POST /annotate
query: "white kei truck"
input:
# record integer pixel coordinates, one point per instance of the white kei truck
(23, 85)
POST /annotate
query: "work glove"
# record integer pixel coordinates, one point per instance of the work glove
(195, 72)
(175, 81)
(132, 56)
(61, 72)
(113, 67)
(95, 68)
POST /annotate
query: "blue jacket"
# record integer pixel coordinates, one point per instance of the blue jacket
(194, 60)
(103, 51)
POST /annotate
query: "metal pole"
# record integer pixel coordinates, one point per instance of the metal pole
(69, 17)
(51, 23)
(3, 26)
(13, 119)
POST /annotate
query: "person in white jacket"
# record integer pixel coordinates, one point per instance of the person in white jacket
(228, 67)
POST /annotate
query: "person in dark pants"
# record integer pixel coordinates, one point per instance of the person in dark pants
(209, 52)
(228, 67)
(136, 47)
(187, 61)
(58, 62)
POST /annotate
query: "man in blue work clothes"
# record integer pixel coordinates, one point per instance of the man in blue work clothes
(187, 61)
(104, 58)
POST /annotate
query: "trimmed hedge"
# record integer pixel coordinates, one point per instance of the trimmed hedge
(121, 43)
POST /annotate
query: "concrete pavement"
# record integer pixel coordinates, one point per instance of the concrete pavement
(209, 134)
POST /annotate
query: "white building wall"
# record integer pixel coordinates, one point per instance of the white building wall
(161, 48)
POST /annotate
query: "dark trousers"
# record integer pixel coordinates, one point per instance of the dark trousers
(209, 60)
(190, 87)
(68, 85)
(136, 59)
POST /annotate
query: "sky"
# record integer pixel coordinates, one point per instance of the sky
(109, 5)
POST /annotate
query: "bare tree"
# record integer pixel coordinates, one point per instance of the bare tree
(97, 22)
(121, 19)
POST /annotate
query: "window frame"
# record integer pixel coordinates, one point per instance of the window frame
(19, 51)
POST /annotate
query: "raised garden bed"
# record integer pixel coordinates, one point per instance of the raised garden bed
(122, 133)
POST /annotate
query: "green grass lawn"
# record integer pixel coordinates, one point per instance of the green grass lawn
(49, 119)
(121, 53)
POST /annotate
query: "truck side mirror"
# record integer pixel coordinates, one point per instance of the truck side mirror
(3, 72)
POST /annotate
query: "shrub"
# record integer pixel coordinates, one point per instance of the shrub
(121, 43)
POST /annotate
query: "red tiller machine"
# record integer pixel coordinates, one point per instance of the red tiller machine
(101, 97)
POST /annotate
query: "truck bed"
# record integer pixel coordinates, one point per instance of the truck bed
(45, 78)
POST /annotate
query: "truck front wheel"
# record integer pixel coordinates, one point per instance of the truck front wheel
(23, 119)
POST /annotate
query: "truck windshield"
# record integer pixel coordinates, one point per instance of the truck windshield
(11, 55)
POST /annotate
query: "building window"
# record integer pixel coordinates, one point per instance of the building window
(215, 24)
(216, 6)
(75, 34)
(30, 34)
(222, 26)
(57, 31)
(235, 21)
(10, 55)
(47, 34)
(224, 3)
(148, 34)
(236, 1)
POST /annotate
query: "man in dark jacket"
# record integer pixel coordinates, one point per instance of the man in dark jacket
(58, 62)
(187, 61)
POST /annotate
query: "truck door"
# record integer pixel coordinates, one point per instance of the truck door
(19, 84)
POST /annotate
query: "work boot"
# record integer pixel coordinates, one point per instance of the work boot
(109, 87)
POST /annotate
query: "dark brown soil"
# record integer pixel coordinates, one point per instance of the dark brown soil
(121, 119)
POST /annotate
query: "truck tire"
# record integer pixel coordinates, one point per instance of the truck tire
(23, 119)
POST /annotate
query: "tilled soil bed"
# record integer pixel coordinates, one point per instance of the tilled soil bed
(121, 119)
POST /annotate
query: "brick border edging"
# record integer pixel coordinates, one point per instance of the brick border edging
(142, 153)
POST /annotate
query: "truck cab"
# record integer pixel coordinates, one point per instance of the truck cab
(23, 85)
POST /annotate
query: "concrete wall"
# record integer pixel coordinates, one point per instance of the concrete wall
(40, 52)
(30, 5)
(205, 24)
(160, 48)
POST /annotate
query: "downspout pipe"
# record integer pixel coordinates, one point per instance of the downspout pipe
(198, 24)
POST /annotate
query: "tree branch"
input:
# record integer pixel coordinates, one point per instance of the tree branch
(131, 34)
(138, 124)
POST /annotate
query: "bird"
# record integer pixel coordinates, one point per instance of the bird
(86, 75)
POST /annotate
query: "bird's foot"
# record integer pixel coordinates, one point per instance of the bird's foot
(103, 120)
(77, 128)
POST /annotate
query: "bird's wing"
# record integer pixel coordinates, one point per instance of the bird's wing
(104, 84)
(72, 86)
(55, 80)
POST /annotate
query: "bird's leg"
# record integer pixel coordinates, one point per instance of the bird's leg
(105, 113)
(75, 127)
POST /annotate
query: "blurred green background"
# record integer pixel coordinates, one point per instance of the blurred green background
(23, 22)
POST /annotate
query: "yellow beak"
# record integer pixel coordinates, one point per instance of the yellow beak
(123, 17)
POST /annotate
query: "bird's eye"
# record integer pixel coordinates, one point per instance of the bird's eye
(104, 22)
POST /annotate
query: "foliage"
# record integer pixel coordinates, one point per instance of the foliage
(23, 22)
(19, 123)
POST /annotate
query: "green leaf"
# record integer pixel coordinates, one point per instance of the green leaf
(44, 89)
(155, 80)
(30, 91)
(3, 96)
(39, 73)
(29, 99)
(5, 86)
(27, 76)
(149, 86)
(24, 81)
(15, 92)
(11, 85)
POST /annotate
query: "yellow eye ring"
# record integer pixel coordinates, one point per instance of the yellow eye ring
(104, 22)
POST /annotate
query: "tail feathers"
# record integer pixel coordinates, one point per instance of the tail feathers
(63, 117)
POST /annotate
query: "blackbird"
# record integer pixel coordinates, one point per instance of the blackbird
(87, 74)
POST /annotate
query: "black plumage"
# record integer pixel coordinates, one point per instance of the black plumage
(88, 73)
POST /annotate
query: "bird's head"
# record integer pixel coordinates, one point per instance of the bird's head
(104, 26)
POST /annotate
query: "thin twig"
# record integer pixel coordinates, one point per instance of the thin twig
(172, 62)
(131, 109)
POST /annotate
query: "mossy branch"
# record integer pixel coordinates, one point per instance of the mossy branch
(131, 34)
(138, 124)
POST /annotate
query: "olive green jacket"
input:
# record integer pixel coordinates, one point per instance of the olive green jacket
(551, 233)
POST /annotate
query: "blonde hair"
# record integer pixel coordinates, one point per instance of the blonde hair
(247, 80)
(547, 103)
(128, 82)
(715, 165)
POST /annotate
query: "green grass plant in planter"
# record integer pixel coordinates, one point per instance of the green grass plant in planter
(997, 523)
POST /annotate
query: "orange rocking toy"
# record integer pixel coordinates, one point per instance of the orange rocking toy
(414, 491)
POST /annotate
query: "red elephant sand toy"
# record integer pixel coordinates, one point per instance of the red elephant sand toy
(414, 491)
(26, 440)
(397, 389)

═══

[WHAT YOU SHOULD DO]: Repeat the data above, word for word.

[TASK OUTPUT]:
POST /annotate
query: "white kei truck"
input:
# record integer pixel coordinates, one point per instance of the white kei truck
(23, 85)
POST /annotate
query: "work glove"
# record integer pixel coordinates, one point per instance of the work glove
(195, 72)
(175, 81)
(132, 56)
(61, 72)
(113, 67)
(95, 68)
POST /annotate
query: "blue jacket"
# record integer pixel coordinates, one point per instance of the blue jacket
(194, 60)
(103, 51)
POST /annotate
query: "metal pole"
# record integer pixel coordinates, one point per instance of the metal pole
(69, 17)
(51, 23)
(3, 26)
(13, 119)
POST /annotate
query: "person in white jacket"
# record integer pixel coordinates, one point per instance of the person in white jacket
(228, 67)
POST /annotate
query: "person in dark pants"
# record integer pixel coordinates, one point per instance of the person in dark pants
(209, 52)
(228, 67)
(136, 47)
(187, 61)
(58, 62)
POST /annotate
query: "man in blue work clothes"
# record integer pixel coordinates, one point per instance of the man in blue work clothes
(187, 61)
(104, 58)
POST /annotate
query: "trimmed hedge"
# record integer pixel coordinates, one point per instance of the trimmed hedge
(121, 43)
POST /annotate
query: "concrete pavement"
# record integer pixel coordinates, one point per instance of the concrete pavement
(209, 134)
POST /annotate
query: "white building wall"
# record integer pixel coordinates, one point per instance of the white building wall
(161, 48)
POST /annotate
query: "dark trousers"
# record integer pixel coordinates, one point per instance of the dark trousers
(209, 60)
(190, 87)
(68, 85)
(136, 59)
POST /annotate
query: "sky"
# record integer pixel coordinates, one point per instance of the sky
(109, 5)
POST /annotate
query: "bare tree"
# record integer pixel coordinates, one point per instance of the bare tree
(97, 22)
(121, 19)
POST /annotate
query: "window frame"
# record integer pixel coordinates, one point per instance of the window frame
(19, 51)
POST /annotate
query: "raised garden bed"
# record integer pixel coordinates, one point per instance of the raised garden bed
(122, 133)
POST /annotate
query: "green grass lawn"
# record integer pixel coordinates, one point per instance of the green grass lawn
(49, 119)
(121, 53)
POST /annotate
query: "truck side mirror"
# record integer pixel coordinates, one point per instance of the truck side mirror
(3, 72)
POST /annotate
query: "shrub"
# record integer pixel coordinates, one point per instance of the shrub
(121, 43)
POST /annotate
query: "red tiller machine"
# record integer pixel coordinates, one point per instance of the red tiller machine
(101, 97)
POST /annotate
query: "truck bed"
# record integer pixel coordinates, one point per instance of the truck bed
(45, 78)
POST /annotate
query: "truck front wheel"
# record integer pixel coordinates, one point per instance of the truck front wheel
(23, 119)
POST /annotate
query: "truck windshield"
# record integer pixel coordinates, one point per instance of the truck windshield
(11, 55)
POST /annotate
query: "building window"
# record integer pixel coordinates, one point per instance of the building window
(215, 24)
(216, 6)
(75, 34)
(30, 34)
(222, 26)
(57, 31)
(235, 21)
(10, 55)
(47, 34)
(224, 3)
(148, 34)
(236, 1)
POST /annotate
query: "man in dark jacket"
# record integer pixel coordinates, one point per instance of the man in dark jacket
(58, 62)
(187, 61)
POST /annotate
query: "truck door"
# record integer pixel coordinates, one point per instance of the truck door
(19, 84)
POST /annotate
query: "work boot"
# record integer pixel coordinates, one point per instance of the work boot
(109, 87)
POST /annotate
query: "dark brown soil"
# record integer pixel coordinates, one point per instance of the dark brown soil
(121, 119)
POST /annotate
query: "truck tire"
# record integer pixel coordinates, one point per instance of the truck tire
(23, 119)
POST /annotate
query: "tilled soil bed"
# record integer pixel coordinates, one point per instance of the tilled soil bed
(121, 119)
POST /annotate
query: "brick border edging"
# record integer pixel coordinates, one point per instance of the brick border edging
(142, 153)
POST /annotate
query: "truck cab"
# record integer pixel coordinates, one point per instance of the truck cab
(23, 85)
POST /annotate
query: "concrete wall"
# record integer pixel coordinates, one point per instance of the concrete wall
(40, 52)
(30, 5)
(205, 24)
(160, 48)
POST /annotate
query: "downspout pipe"
# record integer pixel coordinates, one point per instance of the downspout pipe
(198, 24)
POST /annotate
query: "tree branch"
input:
# record integer pixel coordinates, one point per instance of the tree branch
(131, 34)
(138, 124)
POST /annotate
query: "bird"
# record integer pixel coordinates, one point per instance of the bird
(86, 75)
POST /annotate
query: "bird's foot"
# record integer pixel coordinates, one point per instance of the bird's foot
(103, 120)
(77, 128)
POST /annotate
query: "bird's wing"
# record integer pixel coordinates, one point per instance of the bird's wing
(104, 84)
(72, 86)
(55, 80)
POST /annotate
query: "bird's leg"
# record integer pixel coordinates, one point per instance of the bird's leg
(105, 113)
(75, 127)
POST /annotate
query: "blurred green background"
# record integer pixel coordinates, one point per instance of the blurred green background
(23, 22)
POST /annotate
query: "yellow beak"
# record integer pixel coordinates, one point per instance of the yellow beak
(123, 17)
POST /annotate
query: "bird's eye"
# record integer pixel coordinates, one point per instance of the bird's eye
(104, 22)
POST /annotate
query: "foliage"
# record integer pixel coordinates, one point per instance of the foliage
(23, 22)
(19, 123)
POST /annotate
query: "green leaf"
# record integer pixel coordinates, one point per instance of the green leaf
(44, 89)
(155, 80)
(30, 91)
(3, 96)
(39, 73)
(29, 99)
(5, 86)
(27, 76)
(149, 86)
(24, 81)
(15, 92)
(11, 85)
POST /annotate
query: "yellow eye ring"
# record integer pixel coordinates, one point per instance of the yellow eye ring
(104, 22)
POST /annotate
query: "tail feathers"
# record integer pixel coordinates, one point per instance of the tail feathers
(63, 117)
POST /annotate
query: "blackbird"
# record integer pixel coordinates, one point per instance of the blackbird
(87, 74)
POST /annotate
query: "black plumage"
# record integer pixel coordinates, one point per instance of the black plumage
(88, 73)
POST /annotate
query: "bird's head"
# record integer pixel coordinates, one point per instance of the bird's head
(104, 26)
POST /annotate
query: "thin twig"
# record integer pixel coordinates, one point per instance of the thin twig
(172, 62)
(131, 109)
POST /annotate
query: "mossy branch"
# record integer pixel coordinates, one point per instance of the mossy branch
(131, 34)
(138, 124)
POST /annotate
query: "olive green jacket"
input:
# record integer pixel coordinates, one point per instance of the olive green jacket
(551, 233)
POST /annotate
query: "blonde hair"
# record integer pixel coordinates, one point per instance of the blonde hair
(247, 80)
(547, 103)
(128, 82)
(715, 165)
POST /annotate
query: "green grass plant in planter"
# record integer pixel coordinates, one point per instance of the green grass plant in planter
(997, 523)
POST /annotate
query: "orange rocking toy"
# record integer pixel coordinates, one point per instance of the orange rocking toy
(414, 491)
POST /annotate
query: "red elephant sand toy"
# record integer pixel coordinates, one point per instance of the red elephant sand toy
(414, 491)
(26, 440)
(397, 389)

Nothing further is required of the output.